__Prompt__
Copy out the listing that follows, exactly, without its pictures.

__Dataset records about object locations__
====
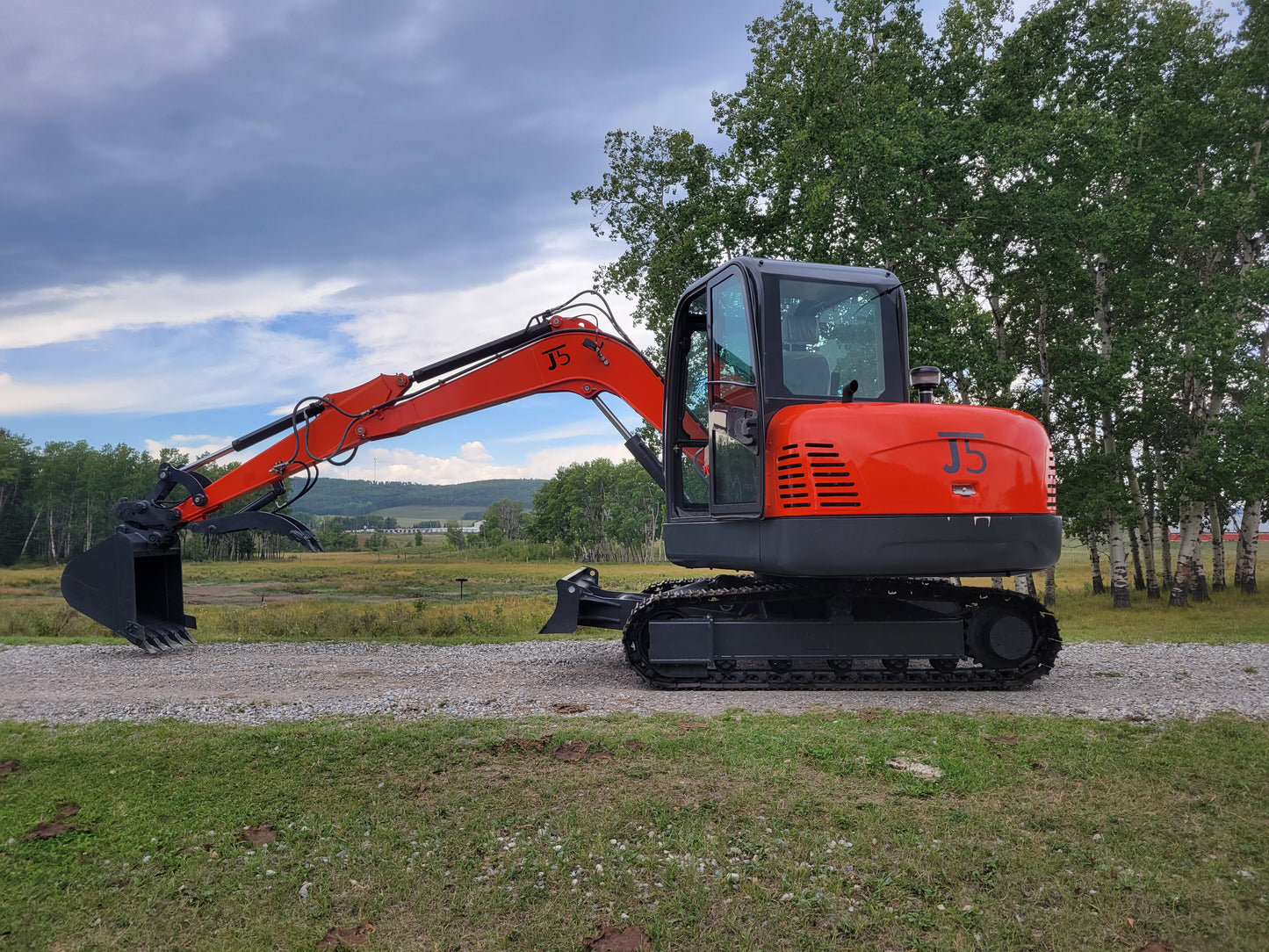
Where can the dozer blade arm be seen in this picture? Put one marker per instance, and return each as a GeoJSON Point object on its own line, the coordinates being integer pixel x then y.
{"type": "Point", "coordinates": [580, 601]}
{"type": "Point", "coordinates": [133, 583]}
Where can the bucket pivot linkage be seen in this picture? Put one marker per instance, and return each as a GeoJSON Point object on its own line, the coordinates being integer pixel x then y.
{"type": "Point", "coordinates": [133, 583]}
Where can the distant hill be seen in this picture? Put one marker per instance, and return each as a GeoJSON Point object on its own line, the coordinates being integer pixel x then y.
{"type": "Point", "coordinates": [362, 496]}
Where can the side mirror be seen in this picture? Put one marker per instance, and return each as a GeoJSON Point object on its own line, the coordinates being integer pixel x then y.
{"type": "Point", "coordinates": [924, 381]}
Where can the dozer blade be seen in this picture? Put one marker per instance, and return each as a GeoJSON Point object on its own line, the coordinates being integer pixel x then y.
{"type": "Point", "coordinates": [580, 601]}
{"type": "Point", "coordinates": [133, 588]}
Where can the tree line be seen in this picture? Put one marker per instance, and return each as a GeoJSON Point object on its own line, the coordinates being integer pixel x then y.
{"type": "Point", "coordinates": [1078, 206]}
{"type": "Point", "coordinates": [598, 510]}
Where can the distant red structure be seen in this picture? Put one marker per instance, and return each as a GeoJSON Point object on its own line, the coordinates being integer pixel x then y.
{"type": "Point", "coordinates": [1207, 536]}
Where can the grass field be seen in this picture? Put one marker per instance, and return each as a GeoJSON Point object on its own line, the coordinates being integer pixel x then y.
{"type": "Point", "coordinates": [740, 832]}
{"type": "Point", "coordinates": [410, 593]}
{"type": "Point", "coordinates": [411, 515]}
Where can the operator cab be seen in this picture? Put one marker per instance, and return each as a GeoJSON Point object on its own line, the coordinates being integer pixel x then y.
{"type": "Point", "coordinates": [754, 336]}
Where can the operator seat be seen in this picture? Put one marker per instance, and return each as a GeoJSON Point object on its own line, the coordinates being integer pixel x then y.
{"type": "Point", "coordinates": [806, 372]}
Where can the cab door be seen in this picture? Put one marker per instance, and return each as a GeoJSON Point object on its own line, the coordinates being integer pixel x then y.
{"type": "Point", "coordinates": [735, 428]}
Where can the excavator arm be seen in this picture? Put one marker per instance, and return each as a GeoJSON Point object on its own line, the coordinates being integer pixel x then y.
{"type": "Point", "coordinates": [133, 581]}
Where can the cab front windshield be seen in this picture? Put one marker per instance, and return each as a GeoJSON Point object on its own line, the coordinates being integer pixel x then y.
{"type": "Point", "coordinates": [830, 335]}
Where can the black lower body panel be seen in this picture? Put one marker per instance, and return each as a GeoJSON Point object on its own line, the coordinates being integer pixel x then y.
{"type": "Point", "coordinates": [843, 546]}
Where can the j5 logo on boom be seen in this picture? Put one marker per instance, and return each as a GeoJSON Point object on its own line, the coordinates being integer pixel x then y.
{"type": "Point", "coordinates": [955, 466]}
{"type": "Point", "coordinates": [558, 356]}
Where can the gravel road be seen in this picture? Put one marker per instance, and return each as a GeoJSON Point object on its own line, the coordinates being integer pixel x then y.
{"type": "Point", "coordinates": [227, 683]}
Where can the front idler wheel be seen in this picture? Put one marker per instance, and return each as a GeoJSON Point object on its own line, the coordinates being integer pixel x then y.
{"type": "Point", "coordinates": [1001, 636]}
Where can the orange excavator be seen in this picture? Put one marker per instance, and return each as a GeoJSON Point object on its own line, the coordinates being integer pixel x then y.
{"type": "Point", "coordinates": [793, 458]}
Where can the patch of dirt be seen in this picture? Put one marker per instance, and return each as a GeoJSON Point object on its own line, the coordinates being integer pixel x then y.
{"type": "Point", "coordinates": [628, 938]}
{"type": "Point", "coordinates": [522, 744]}
{"type": "Point", "coordinates": [342, 937]}
{"type": "Point", "coordinates": [924, 771]}
{"type": "Point", "coordinates": [578, 750]}
{"type": "Point", "coordinates": [258, 835]}
{"type": "Point", "coordinates": [684, 726]}
{"type": "Point", "coordinates": [573, 750]}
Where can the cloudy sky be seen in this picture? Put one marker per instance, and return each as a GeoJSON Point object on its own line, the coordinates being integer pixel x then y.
{"type": "Point", "coordinates": [210, 208]}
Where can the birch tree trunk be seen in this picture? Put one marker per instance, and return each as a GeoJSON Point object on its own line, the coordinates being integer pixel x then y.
{"type": "Point", "coordinates": [1198, 583]}
{"type": "Point", "coordinates": [1186, 556]}
{"type": "Point", "coordinates": [1165, 549]}
{"type": "Point", "coordinates": [1120, 595]}
{"type": "Point", "coordinates": [1138, 581]}
{"type": "Point", "coordinates": [29, 533]}
{"type": "Point", "coordinates": [1145, 535]}
{"type": "Point", "coordinates": [1216, 516]}
{"type": "Point", "coordinates": [1249, 539]}
{"type": "Point", "coordinates": [1095, 564]}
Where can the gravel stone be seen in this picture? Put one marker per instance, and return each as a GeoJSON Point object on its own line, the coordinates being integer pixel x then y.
{"type": "Point", "coordinates": [258, 683]}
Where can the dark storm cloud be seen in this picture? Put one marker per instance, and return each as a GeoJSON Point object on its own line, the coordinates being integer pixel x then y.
{"type": "Point", "coordinates": [432, 139]}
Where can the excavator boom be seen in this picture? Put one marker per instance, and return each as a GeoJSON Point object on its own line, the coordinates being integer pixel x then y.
{"type": "Point", "coordinates": [133, 581]}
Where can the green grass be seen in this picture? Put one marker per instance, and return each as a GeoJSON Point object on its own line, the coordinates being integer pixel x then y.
{"type": "Point", "coordinates": [411, 515]}
{"type": "Point", "coordinates": [745, 832]}
{"type": "Point", "coordinates": [411, 595]}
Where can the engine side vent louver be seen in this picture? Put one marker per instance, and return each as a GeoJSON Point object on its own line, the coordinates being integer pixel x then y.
{"type": "Point", "coordinates": [813, 473]}
{"type": "Point", "coordinates": [1051, 484]}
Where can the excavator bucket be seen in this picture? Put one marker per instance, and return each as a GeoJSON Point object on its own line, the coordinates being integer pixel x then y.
{"type": "Point", "coordinates": [133, 588]}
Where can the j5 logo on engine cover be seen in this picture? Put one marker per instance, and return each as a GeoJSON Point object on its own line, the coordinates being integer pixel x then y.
{"type": "Point", "coordinates": [955, 466]}
{"type": "Point", "coordinates": [558, 356]}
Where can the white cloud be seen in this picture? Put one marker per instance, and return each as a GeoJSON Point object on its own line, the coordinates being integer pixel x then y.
{"type": "Point", "coordinates": [250, 372]}
{"type": "Point", "coordinates": [194, 446]}
{"type": "Point", "coordinates": [244, 361]}
{"type": "Point", "coordinates": [569, 430]}
{"type": "Point", "coordinates": [65, 314]}
{"type": "Point", "coordinates": [475, 452]}
{"type": "Point", "coordinates": [407, 466]}
{"type": "Point", "coordinates": [59, 50]}
{"type": "Point", "coordinates": [433, 325]}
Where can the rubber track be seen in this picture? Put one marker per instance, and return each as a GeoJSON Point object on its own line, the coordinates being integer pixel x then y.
{"type": "Point", "coordinates": [707, 593]}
====
__The output__
Where can the dozer blade arm be seen in this picture? Put one marker per instance, and return each as a GeoJSON Point object on its own line, the coordinates being integer pixel x then y.
{"type": "Point", "coordinates": [580, 601]}
{"type": "Point", "coordinates": [133, 583]}
Where can the bucket pivot linkage be seen in this picture? Put one marker per instance, and return each as a GeoJSON Point object on its own line, the coordinates being integer pixel x then y.
{"type": "Point", "coordinates": [133, 583]}
Where can the distant hill be seen in this picture? Put one marker per instance, and return each as a GeoJSON Point object on its own line, the coordinates being integer pixel x then y.
{"type": "Point", "coordinates": [362, 496]}
Where can the side mirror be seen in this picture? Put one marker per instance, and return each as a GeoJSON Point object on its own line, the coordinates being integer pixel x then y.
{"type": "Point", "coordinates": [924, 381]}
Where can the dozer blade be seen in this picture? Put one marker per instance, and return each as a GeoJSON Point object on its own line, the coordinates being integer pixel x then y.
{"type": "Point", "coordinates": [580, 601]}
{"type": "Point", "coordinates": [133, 588]}
Where can the tree line be seen in this picture? Put one marker per instance, and return each as a GeoJSON Point object on its own line, the coordinates being integer pixel x then y.
{"type": "Point", "coordinates": [1078, 206]}
{"type": "Point", "coordinates": [598, 510]}
Where can the distant red structure be seen in this picture? Put one marker per instance, and return each as a GeoJSON Point object on its own line, the coordinates being integer pixel x then y.
{"type": "Point", "coordinates": [1207, 536]}
Where can the grass field be seen in this picture? Put one marker per instance, and return each as a GeoJSON Point object on its own line, the coordinates being integer pixel x then y.
{"type": "Point", "coordinates": [740, 832]}
{"type": "Point", "coordinates": [410, 593]}
{"type": "Point", "coordinates": [411, 515]}
Where can the operator cab be seen in this picture? Put one marker per instance, and return each as a GeoJSON Point object on its own line, the coordinates being integer pixel x then y.
{"type": "Point", "coordinates": [754, 336]}
Where can the operator seat be seen in this picture? Put one marker per instance, and return each as a GeoJSON Point object on its own line, the coordinates being integer pixel x then y.
{"type": "Point", "coordinates": [806, 372]}
Where can the cab door be seen in this picture? Put one marker per instance, and return each as a GeoJSON Point object on its own line, the coordinates being integer pixel x then y.
{"type": "Point", "coordinates": [735, 428]}
Where can the excavator arm be seen in this picture? Put one marker per instance, and return each as a GeoJSON Point object on its own line, the coordinates being integer pixel x then y.
{"type": "Point", "coordinates": [133, 581]}
Where can the cab front windshield be seen in this picture? Put one marker per instance, and return each as a GeoJSON Point object on its own line, the coordinates being integer pixel x then y.
{"type": "Point", "coordinates": [830, 335]}
Where can the black lower body panel be seen in this picture? Put one marker per instance, and return each as a GeoJSON Point object on its own line, the coordinates being integer pixel x then y.
{"type": "Point", "coordinates": [843, 546]}
Where can the j5 logo on boom be seen in this picture? Put one marker per instance, and return each as a GeoJSON Point object on its own line, the coordinates being integer pixel x then y.
{"type": "Point", "coordinates": [955, 466]}
{"type": "Point", "coordinates": [558, 356]}
Where can the gravel road be seen in this picture? Put one marker per instance, and return each as a GeoJSON Point object on its own line, the coordinates being integer pixel x then y.
{"type": "Point", "coordinates": [227, 683]}
Where can the front idler wheel be seen in this picture? Put one marker per instance, and return each as a GeoJSON Point object on its own line, the coordinates being integer pixel x then y.
{"type": "Point", "coordinates": [1001, 636]}
Where can the orange excavator be seen in this picture? Put one marker per instance, and return each as a GeoJSON Point object on its own line, the coordinates being integer pixel x then y.
{"type": "Point", "coordinates": [793, 458]}
Where can the patch of dirt be seen in this picture? Put one marker per instance, and return each as a GeoJSON Point object on its own line, the coordinates being integer pixel x then y.
{"type": "Point", "coordinates": [628, 938]}
{"type": "Point", "coordinates": [522, 744]}
{"type": "Point", "coordinates": [342, 937]}
{"type": "Point", "coordinates": [924, 771]}
{"type": "Point", "coordinates": [578, 750]}
{"type": "Point", "coordinates": [258, 835]}
{"type": "Point", "coordinates": [684, 726]}
{"type": "Point", "coordinates": [573, 750]}
Where can the cloudy sky be seen in this picture? Put one marker per instance, and return each as a GeoJSON Point object on its own line, the coordinates being integer pixel x then y.
{"type": "Point", "coordinates": [210, 208]}
Where can the birch tree trunk be seen in this picture? Put one marker per instance, and return each as a GeoJSON Point object on its own line, the coordinates being integer pixel x then y.
{"type": "Point", "coordinates": [1198, 583]}
{"type": "Point", "coordinates": [1186, 556]}
{"type": "Point", "coordinates": [1165, 549]}
{"type": "Point", "coordinates": [1120, 595]}
{"type": "Point", "coordinates": [1138, 581]}
{"type": "Point", "coordinates": [29, 533]}
{"type": "Point", "coordinates": [1145, 535]}
{"type": "Point", "coordinates": [1216, 516]}
{"type": "Point", "coordinates": [1249, 539]}
{"type": "Point", "coordinates": [1095, 564]}
Where can the gravel stone be seen in this picture? Put one marker per instance, and return each as a GeoJSON Point object on its own line, the coordinates being integer pixel x then y.
{"type": "Point", "coordinates": [258, 683]}
Where can the dark storm cloud be seen in this picture? Put one marker per instance, and return each as a GeoJSON Point object on its own line, the coordinates being integer pixel x then y.
{"type": "Point", "coordinates": [432, 139]}
Where can the excavator boom be seen in this picture? Put one marker per instance, and return each as a GeoJSON Point object on its own line, the coordinates being integer pixel x then y.
{"type": "Point", "coordinates": [133, 581]}
Where can the green grass be seen in this picture? Put one marker per instance, and return each as a GeoJSON Point object on its own line, the coordinates being integer pixel x then y.
{"type": "Point", "coordinates": [411, 515]}
{"type": "Point", "coordinates": [745, 832]}
{"type": "Point", "coordinates": [411, 595]}
Where can the engine side vent louver be seen in this picture? Put one marker per instance, and return each as a GeoJSON Point object on its own line, the coordinates being integer pixel x then y.
{"type": "Point", "coordinates": [813, 473]}
{"type": "Point", "coordinates": [1051, 484]}
Where can the excavator bucket be seen in this picture? Put one marker per instance, and return each as a GeoJSON Point object on its own line, the coordinates being integer pixel x then y.
{"type": "Point", "coordinates": [133, 588]}
Where can the j5 logo on engine cover be seen in this picture? Put one marker per instance, and return each as a GeoJSON Point object on its own line, the coordinates being integer pixel x then y.
{"type": "Point", "coordinates": [955, 466]}
{"type": "Point", "coordinates": [558, 356]}
Where can the white cloud be seen in this picture? Put one marker per instance, and return each as a GeoJSON Point object on its own line, the coordinates being integer pixel x then y.
{"type": "Point", "coordinates": [250, 372]}
{"type": "Point", "coordinates": [194, 446]}
{"type": "Point", "coordinates": [244, 361]}
{"type": "Point", "coordinates": [569, 430]}
{"type": "Point", "coordinates": [65, 314]}
{"type": "Point", "coordinates": [475, 452]}
{"type": "Point", "coordinates": [407, 466]}
{"type": "Point", "coordinates": [59, 50]}
{"type": "Point", "coordinates": [433, 325]}
Where can the rubber track be seen in this picture? Put one marker per instance, and return each as a GeoJSON Point object on its own line, the coordinates being integer pixel x then y.
{"type": "Point", "coordinates": [707, 593]}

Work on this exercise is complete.